--- Text section ---
I imagine that simply writing explitives would place you in English 099.

I had this as well when transferring from community college to university.

WARNING: LENGTHY SEMI-HIJACK AHEAD
The prompt was something along the lines of "Write a letter advising a friend who wants to issue a formal complaint, using at least one example from persinal experience," and a few other guidelines I don't remember now. When I read the prompt, I was a bit peeved at how unfair it seemed, since I'd never formally complained about anything in my life.

So I decided that the complaint my "friend" was issuing was that his writing proficiency essay was about something he couldn't possibly write about well enough to fulfill the guidelines of the essay. I made it all pretty blatant, and for my personal example cited a particularly boneheaded public complaint I remembered someone making here on snopes to illustrate that it doesn't help one's case to directly compare the head of the administration to Hitler, and ended in (paraphrasing from memory) "One final word of advice: don't write your essay as a thinly-veiled complaint in and of itself. However if you do, I'm certain that the school's evaluators, being the level-headed, open-minded, good-looking people that they are, will approach it without bias and judge it according to its merits."

--- Data ---
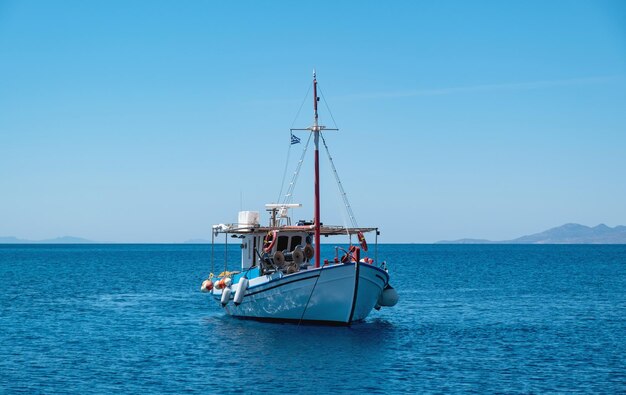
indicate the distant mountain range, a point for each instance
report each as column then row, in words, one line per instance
column 565, row 234
column 58, row 240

--- List of tasks ---
(1) Using the post about the writing proficiency essay, answer the following:
(a) During which move between schools did the writer have this experience?
(b) What kind of letter did the prompt ask for?
(c) What complaint did the writer assign to the "friend"?
(2) Condense the paragraph of the post about the writing proficiency essay that begins "So I decided that the complaint" into a short bulleted list that keeps its main facts.
(3) Carry on the post about the writing proficiency essay from its final sentence.
The data placed after the post about the writing proficiency essay are separate material.

--- Results in order ---
(1)
(a) During the transfer from community college to university.
(b) A letter advising a friend who wants to issue a formal complaint, using at least one example from personal experience.
(c) That his writing proficiency essay was about something he could not possibly write about well enough to fulfill the essay's guidelines.

(2)
- The writer made the friend's complaint that his writing proficiency essay was on a topic he could not write about well enough to meet its guidelines.
- The writer made this approach quite blatant.
- As the personal example, the writer cited a boneheaded public complaint on Snopes to show that comparing the head of the administration to Hitler does not help one's case.
- The letter ended with advice not to write the essay as a thinly veiled complaint and, if one did, an ironic assurance that the level-headed, open-minded, good-looking evaluators would judge it without bias on its merits.

(3)
In the end, the essay passed with flying colors and I didn't have to take any English classes beyond what I'd already taken in community college. But I'm fairly certain that I passed not because of my somewhat outlandish approach to the essay, but because I managed to jump through all the hoops set before me by the prompt. Obviously in the case of the OP, the student not only didn't follow the guidelines (Maybe if the prompt were something like, "What is risk?", he might have a leg to stand on in that respect), but he also did nothing to prove that he was in any way a proficient writer.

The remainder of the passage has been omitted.